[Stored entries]
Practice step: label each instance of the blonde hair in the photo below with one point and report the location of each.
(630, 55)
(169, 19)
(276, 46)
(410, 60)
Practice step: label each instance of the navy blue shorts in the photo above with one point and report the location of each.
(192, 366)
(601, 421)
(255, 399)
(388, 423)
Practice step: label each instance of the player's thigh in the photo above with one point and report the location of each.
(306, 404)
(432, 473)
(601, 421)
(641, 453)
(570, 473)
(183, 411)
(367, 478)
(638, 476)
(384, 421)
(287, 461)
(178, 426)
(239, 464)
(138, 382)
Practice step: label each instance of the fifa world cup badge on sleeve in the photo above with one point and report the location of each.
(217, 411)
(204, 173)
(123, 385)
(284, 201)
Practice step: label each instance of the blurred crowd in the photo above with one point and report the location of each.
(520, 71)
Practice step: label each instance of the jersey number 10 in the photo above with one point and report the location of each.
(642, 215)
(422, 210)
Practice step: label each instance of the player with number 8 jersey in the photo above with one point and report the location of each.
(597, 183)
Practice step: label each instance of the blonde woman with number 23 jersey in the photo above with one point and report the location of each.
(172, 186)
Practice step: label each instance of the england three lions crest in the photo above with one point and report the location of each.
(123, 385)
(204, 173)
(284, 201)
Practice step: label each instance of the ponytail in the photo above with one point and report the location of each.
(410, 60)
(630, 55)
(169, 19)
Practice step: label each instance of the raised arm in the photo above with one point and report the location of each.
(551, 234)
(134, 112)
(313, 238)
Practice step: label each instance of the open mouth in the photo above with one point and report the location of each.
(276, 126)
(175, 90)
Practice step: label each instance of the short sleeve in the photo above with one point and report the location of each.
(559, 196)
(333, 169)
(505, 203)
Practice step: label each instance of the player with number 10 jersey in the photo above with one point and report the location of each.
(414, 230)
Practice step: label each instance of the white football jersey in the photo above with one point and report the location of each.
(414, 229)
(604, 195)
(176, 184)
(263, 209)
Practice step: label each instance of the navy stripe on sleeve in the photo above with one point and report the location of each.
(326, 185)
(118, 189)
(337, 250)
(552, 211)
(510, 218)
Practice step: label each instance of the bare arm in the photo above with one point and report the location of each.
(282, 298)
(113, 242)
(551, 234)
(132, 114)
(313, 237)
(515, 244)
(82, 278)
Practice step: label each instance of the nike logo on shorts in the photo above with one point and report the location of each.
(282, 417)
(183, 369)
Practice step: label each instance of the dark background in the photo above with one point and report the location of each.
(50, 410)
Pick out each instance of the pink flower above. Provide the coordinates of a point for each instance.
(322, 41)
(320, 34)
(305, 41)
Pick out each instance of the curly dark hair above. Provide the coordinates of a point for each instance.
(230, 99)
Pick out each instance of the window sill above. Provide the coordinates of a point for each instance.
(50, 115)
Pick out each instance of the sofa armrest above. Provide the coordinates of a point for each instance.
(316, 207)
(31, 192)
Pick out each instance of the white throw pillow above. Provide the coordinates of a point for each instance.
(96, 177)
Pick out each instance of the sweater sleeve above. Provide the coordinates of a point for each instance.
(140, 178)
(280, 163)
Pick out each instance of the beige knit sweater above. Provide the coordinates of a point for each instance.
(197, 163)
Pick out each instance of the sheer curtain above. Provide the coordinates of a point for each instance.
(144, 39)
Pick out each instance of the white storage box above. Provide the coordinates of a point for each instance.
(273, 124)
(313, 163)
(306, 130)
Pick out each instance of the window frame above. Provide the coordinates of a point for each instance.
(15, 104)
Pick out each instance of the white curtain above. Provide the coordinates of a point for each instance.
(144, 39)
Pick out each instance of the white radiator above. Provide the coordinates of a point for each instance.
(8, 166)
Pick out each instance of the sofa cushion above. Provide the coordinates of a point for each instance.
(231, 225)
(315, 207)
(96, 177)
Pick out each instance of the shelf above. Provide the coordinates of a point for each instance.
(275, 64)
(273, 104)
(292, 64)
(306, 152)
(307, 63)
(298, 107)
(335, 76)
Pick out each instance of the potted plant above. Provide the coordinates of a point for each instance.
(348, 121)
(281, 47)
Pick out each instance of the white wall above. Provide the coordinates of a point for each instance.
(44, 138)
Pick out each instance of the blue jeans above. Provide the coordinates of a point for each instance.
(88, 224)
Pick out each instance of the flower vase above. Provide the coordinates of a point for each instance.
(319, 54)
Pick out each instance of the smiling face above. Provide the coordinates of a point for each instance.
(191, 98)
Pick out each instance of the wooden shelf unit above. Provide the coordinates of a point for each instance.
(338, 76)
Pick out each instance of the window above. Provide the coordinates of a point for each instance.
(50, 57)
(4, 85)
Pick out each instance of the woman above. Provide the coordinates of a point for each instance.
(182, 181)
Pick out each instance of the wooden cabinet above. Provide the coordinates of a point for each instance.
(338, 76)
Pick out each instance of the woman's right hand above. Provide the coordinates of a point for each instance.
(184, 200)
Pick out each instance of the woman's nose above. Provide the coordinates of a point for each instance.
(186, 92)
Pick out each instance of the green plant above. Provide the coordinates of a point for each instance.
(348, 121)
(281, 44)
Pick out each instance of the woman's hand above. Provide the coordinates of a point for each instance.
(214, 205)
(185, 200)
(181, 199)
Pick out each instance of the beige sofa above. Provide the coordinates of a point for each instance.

EXERCISE AIM —
Reproduce all of the data. Leave every line unchanged.

ANSWER FOR THE TASK —
Practice step: label each instance of the blonde hair in the photo below with one point and report the location of each.
(630, 55)
(169, 19)
(276, 46)
(410, 60)
Practice step: label each instance of the navy blue shorts in the photo above with one point and report the location of each.
(192, 366)
(601, 421)
(255, 399)
(388, 423)
Practice step: label each instance of the player's thigh in the photo above with one point and report the location of each.
(306, 404)
(432, 473)
(601, 421)
(641, 453)
(570, 473)
(183, 411)
(367, 478)
(638, 476)
(384, 421)
(287, 461)
(178, 426)
(239, 464)
(138, 382)
Practice step: label each instance of the fifa world cup badge on sleeve in the photo above with one point and report the location of each.
(217, 411)
(204, 173)
(123, 385)
(284, 201)
Practice step: label each instance of the blurred crowd in the photo above with one point and report the location of each.
(520, 71)
Practice step: label each instance of the jersey number 10 in the photo above with one point and report the location of each.
(642, 215)
(422, 210)
Practice step: label each instance of the player with number 8 jersey in the photo above with one point and report the location of each.
(597, 183)
Practice step: label each instance of the blonde woman with number 23 jersey in the photo above with one point and report the location of each.
(172, 186)
Practice step: label each instance of the england three lions crest in the photo above with one point and report the location of each.
(123, 385)
(204, 173)
(284, 201)
Practice step: label each instance of the ponytail in the photo above with one point and report the location of each.
(410, 60)
(630, 55)
(169, 19)
Practice step: label each instance of the raised arm in the photo above with one point and report the location of each.
(551, 234)
(134, 112)
(313, 238)
Practice step: label each instance of the open mouth in the photo above with one point and report the location of each.
(276, 126)
(175, 90)
Practice step: label each instance of the short sleeve in the photo above with one point and report the location of each.
(559, 196)
(333, 169)
(505, 203)
Practice step: label each instance of the player with number 10 jersey in the photo above with one point and report the location of each.
(414, 230)
Practice step: label each instance of the white football jersey in the photo above with one point and report the location of each.
(414, 229)
(604, 195)
(176, 184)
(263, 209)
Practice step: label each instance of the navy stripe on sleeve in the photo above with one point and report the location of each.
(326, 185)
(118, 189)
(337, 250)
(552, 211)
(510, 218)
Practice step: label each instance of the bare arm in the photo above with one point and report the location of each.
(282, 298)
(113, 242)
(551, 234)
(132, 114)
(313, 237)
(515, 244)
(82, 278)
Practice step: label each instance of the nike logo on shorts in the photo above with one point and report the location of each.
(282, 417)
(183, 369)
Practice step: label each instance of the dark background in the photo above with one point and report the location of each.
(50, 410)
Pick out each instance of the pink flower above. Provide the coordinates of a point for each instance.
(322, 41)
(320, 34)
(305, 41)
Pick out each instance of the curly dark hair above. Provide the coordinates of a point for each instance.
(230, 99)
Pick out each instance of the window sill above. Provide the coordinates of a point for each instance.
(50, 115)
Pick out each instance of the sofa armrest above. Provide the coordinates of a point for each instance.
(316, 207)
(31, 192)
Pick out each instance of the white throw pillow above. Provide the coordinates of a point for each instance.
(96, 177)
Pick out each instance of the sweater sleeve above. Provide the coordinates of a point for each instance.
(140, 178)
(280, 163)
Pick out each instance of the beige knit sweater above. Provide the coordinates of a point for each instance.
(197, 163)
Pick out each instance of the sheer curtain above. Provide the coordinates of a point for each instance.
(144, 39)
Pick out each instance of the white storage box above. Provide the coordinates of a point for each instance.
(273, 124)
(313, 163)
(306, 130)
Pick out each instance of the window frame above. Provide the coordinates of a point for each instance.
(15, 104)
Pick out each instance of the white curtain above. Provide the coordinates of a point for each instance.
(144, 39)
Pick out each instance of the white radiator above. Provide the coordinates of a point for each instance.
(8, 166)
Pick out each instance of the sofa cushion above. Provide the coordinates of a point for each instance.
(231, 225)
(315, 207)
(96, 177)
Pick out each instance of the shelf above. Provide the coordinates of a point for each instance.
(275, 64)
(273, 104)
(292, 64)
(306, 152)
(307, 63)
(298, 107)
(335, 76)
Pick out each instance of the potted plant above. Provide the coordinates of a point for each instance.
(348, 121)
(281, 47)
Pick out each instance of the white wall above. Provide the coordinates of a point for each instance.
(44, 138)
Pick out each instance of the blue jeans above. Provide the coordinates of a point for each instance.
(88, 224)
Pick out each instance of the flower vase above. Provide the coordinates of a point for each instance.
(319, 54)
Pick out each instance of the smiling face above. Provide the coordinates of a point for each instance.
(191, 98)
Pick out each instance of the wooden shelf unit above. Provide the coordinates of a point for each instance.
(338, 76)
Pick out each instance of the window above. Provide the coordinates of a point for each instance.
(50, 57)
(4, 85)
Pick out each instance of the woman above. Provide the coordinates of a point for each instance.
(182, 181)
Pick out each instance of the wooden cabinet above. Provide the coordinates of a point for each instance.
(338, 76)
Pick out each instance of the woman's right hand above. Provide the coordinates of a point for each instance.
(184, 200)
Pick out each instance of the woman's nose above. Provide the coordinates of a point for each instance.
(186, 92)
Pick out each instance of the green plant above. Provide the coordinates of a point for each instance.
(348, 121)
(281, 44)
Pick out each instance of the woman's hand above. Provide the coordinates of a point for each instance.
(214, 205)
(185, 200)
(181, 199)
Pick out each instance of the beige sofa above. Provide the coordinates of a point for each instance.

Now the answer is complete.